━━ The data

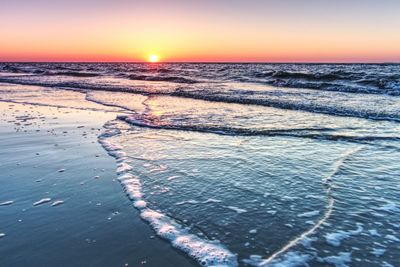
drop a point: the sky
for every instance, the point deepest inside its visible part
(200, 30)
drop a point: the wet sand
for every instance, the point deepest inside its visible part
(50, 157)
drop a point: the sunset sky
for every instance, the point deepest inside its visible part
(204, 31)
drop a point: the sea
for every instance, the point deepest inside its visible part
(249, 164)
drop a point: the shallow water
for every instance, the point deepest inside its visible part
(303, 175)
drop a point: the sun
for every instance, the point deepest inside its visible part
(153, 58)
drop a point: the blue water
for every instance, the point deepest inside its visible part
(289, 164)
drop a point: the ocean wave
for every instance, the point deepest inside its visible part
(204, 251)
(73, 74)
(239, 96)
(311, 133)
(304, 106)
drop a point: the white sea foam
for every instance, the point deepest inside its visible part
(334, 239)
(236, 209)
(328, 211)
(191, 201)
(208, 253)
(392, 238)
(290, 259)
(340, 260)
(6, 203)
(42, 201)
(57, 203)
(123, 168)
(212, 200)
(309, 214)
(377, 252)
(389, 207)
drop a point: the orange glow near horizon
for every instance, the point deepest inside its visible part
(199, 31)
(153, 58)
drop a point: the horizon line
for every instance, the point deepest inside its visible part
(211, 62)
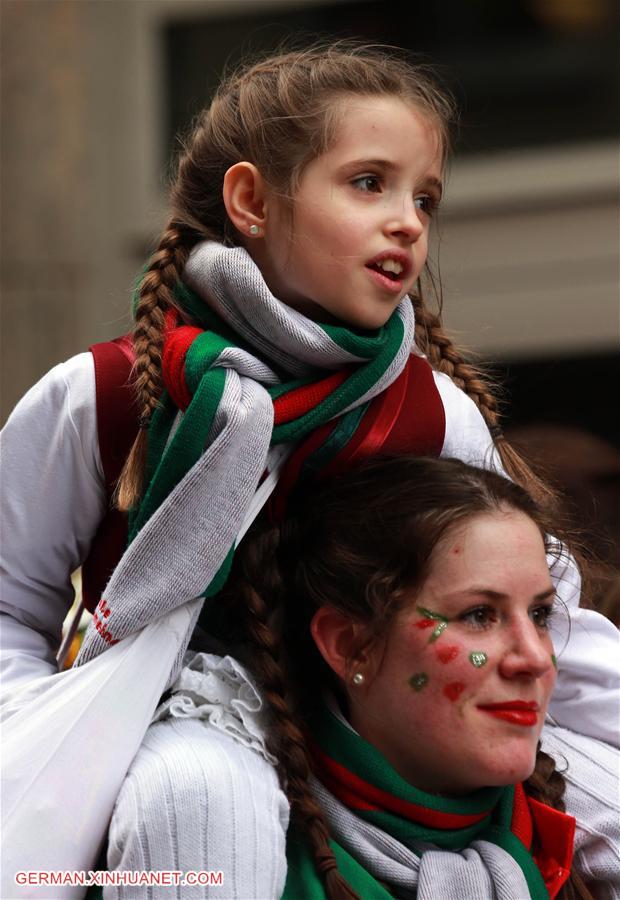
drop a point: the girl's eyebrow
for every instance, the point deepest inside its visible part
(430, 182)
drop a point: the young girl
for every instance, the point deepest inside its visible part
(283, 306)
(416, 628)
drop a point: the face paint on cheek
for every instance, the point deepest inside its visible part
(440, 622)
(447, 654)
(418, 681)
(454, 690)
(478, 658)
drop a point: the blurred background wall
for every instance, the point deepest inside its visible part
(93, 92)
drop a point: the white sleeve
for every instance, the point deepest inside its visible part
(53, 498)
(591, 771)
(587, 694)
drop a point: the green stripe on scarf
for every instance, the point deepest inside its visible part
(363, 761)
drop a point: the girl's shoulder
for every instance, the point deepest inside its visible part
(467, 436)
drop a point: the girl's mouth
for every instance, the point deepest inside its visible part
(389, 281)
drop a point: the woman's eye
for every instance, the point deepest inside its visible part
(480, 617)
(370, 184)
(541, 615)
(426, 204)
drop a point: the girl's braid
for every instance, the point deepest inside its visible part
(431, 338)
(547, 785)
(156, 295)
(286, 740)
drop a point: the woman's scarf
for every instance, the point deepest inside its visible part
(391, 839)
(249, 374)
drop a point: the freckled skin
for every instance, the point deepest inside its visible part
(454, 690)
(447, 654)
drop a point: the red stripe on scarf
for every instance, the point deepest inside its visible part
(548, 834)
(376, 426)
(294, 404)
(177, 342)
(360, 795)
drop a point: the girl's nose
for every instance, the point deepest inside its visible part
(528, 653)
(405, 221)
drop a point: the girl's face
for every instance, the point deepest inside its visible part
(461, 690)
(358, 237)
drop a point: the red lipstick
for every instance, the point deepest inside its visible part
(517, 712)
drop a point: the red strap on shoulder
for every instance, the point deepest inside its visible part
(117, 427)
(117, 415)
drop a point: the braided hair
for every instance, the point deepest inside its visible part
(366, 560)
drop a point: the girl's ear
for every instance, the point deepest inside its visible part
(339, 641)
(244, 198)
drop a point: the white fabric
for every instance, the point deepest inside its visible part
(195, 799)
(79, 718)
(591, 770)
(56, 500)
(217, 690)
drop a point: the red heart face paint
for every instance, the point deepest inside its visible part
(447, 654)
(454, 690)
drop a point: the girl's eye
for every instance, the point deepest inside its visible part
(370, 184)
(480, 617)
(541, 615)
(426, 204)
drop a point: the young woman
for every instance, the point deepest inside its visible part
(411, 671)
(283, 305)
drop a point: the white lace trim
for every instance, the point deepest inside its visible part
(219, 690)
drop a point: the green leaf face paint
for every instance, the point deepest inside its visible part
(441, 627)
(418, 681)
(429, 620)
(478, 658)
(431, 615)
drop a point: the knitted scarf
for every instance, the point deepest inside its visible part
(391, 839)
(248, 376)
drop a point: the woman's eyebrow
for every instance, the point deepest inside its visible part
(499, 595)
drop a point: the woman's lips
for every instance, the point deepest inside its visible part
(517, 712)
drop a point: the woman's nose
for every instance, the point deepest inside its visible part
(529, 652)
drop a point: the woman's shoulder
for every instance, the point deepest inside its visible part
(59, 410)
(591, 771)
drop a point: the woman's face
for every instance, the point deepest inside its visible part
(463, 681)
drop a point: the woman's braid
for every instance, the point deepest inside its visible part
(547, 785)
(259, 567)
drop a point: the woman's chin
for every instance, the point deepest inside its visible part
(510, 770)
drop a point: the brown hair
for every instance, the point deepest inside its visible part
(363, 543)
(279, 114)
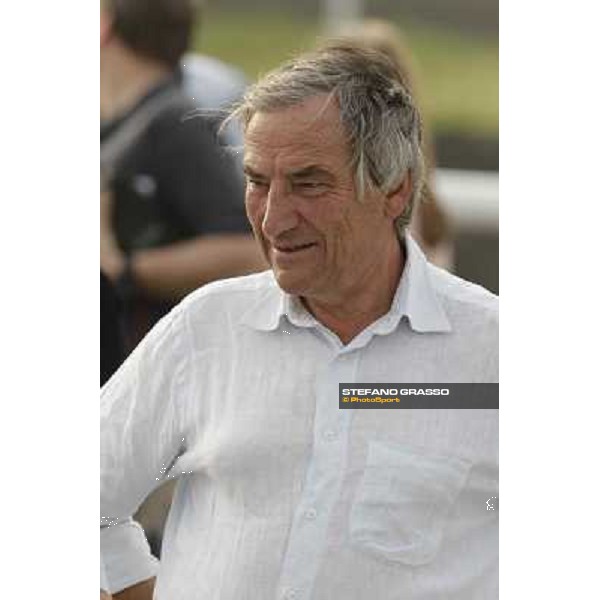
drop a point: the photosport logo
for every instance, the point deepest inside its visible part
(417, 395)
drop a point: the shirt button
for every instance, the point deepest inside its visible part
(310, 514)
(330, 435)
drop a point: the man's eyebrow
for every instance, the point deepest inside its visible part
(248, 170)
(311, 171)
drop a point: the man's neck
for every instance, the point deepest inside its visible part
(124, 80)
(357, 308)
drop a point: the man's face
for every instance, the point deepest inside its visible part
(301, 201)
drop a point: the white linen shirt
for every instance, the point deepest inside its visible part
(282, 495)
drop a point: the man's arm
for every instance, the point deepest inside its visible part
(140, 591)
(141, 433)
(173, 271)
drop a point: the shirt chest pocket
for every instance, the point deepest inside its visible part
(403, 501)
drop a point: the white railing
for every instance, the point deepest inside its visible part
(470, 198)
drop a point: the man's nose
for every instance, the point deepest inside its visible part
(280, 215)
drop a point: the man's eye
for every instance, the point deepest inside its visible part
(313, 187)
(256, 182)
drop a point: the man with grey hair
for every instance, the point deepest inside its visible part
(280, 494)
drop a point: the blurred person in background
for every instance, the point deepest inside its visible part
(112, 350)
(172, 216)
(430, 225)
(172, 212)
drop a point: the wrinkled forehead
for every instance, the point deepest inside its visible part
(311, 129)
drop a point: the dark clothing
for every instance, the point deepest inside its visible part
(175, 182)
(172, 181)
(112, 351)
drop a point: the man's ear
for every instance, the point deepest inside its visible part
(397, 200)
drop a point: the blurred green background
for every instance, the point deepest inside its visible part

━━━━

Goal of the exercise →
Once each line with "shoulder" in the entries is counted, state the total and nothing else.

Expected output →
3